__Lo que se pide__.
Cuenta las líneas de los registros que contienen la cadena "roof", distinguiendo entre mayúsculas y minúsculas. Indica únicamente el número.

------ Datos extraídos

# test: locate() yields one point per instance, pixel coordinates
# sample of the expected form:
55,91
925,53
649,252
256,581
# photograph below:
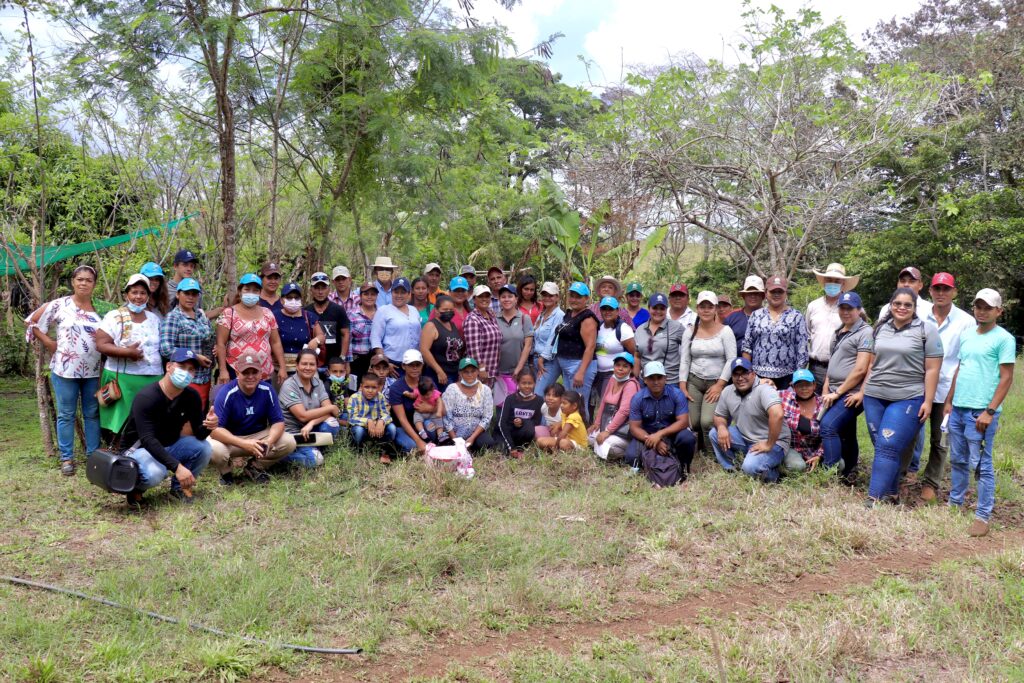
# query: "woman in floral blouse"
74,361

------------
------ Datos extraídos

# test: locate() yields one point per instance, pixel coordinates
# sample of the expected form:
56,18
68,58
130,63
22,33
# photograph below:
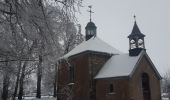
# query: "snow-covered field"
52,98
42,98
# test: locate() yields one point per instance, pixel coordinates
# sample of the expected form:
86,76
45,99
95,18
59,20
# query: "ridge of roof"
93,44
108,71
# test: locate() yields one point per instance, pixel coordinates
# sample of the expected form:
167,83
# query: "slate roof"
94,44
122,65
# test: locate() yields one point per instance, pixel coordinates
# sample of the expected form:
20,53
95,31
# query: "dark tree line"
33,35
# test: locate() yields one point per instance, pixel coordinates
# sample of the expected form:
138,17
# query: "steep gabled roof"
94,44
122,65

------------
------ Datos extraídos

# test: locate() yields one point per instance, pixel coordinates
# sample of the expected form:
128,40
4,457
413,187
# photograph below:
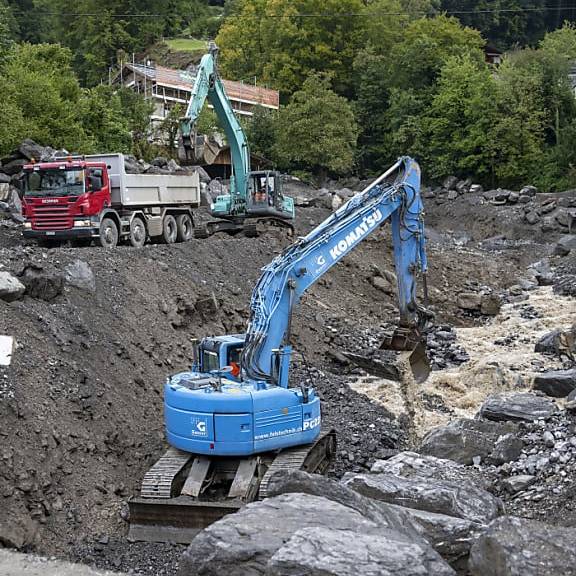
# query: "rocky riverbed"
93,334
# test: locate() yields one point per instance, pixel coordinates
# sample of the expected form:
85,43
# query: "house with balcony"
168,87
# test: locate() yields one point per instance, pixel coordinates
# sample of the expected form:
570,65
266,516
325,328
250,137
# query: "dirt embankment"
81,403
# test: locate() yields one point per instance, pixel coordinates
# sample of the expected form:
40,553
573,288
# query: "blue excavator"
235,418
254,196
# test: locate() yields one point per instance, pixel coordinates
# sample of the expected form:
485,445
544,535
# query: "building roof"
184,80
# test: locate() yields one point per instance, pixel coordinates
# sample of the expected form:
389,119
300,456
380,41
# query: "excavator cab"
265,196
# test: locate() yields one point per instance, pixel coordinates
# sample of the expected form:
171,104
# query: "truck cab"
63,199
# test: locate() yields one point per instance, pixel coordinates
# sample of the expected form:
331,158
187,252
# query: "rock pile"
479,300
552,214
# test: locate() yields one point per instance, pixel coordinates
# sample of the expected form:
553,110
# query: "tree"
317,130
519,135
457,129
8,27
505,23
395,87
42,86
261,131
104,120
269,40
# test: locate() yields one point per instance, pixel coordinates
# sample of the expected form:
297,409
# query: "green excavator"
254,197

------------

__Respuesta del ejercicio__.
4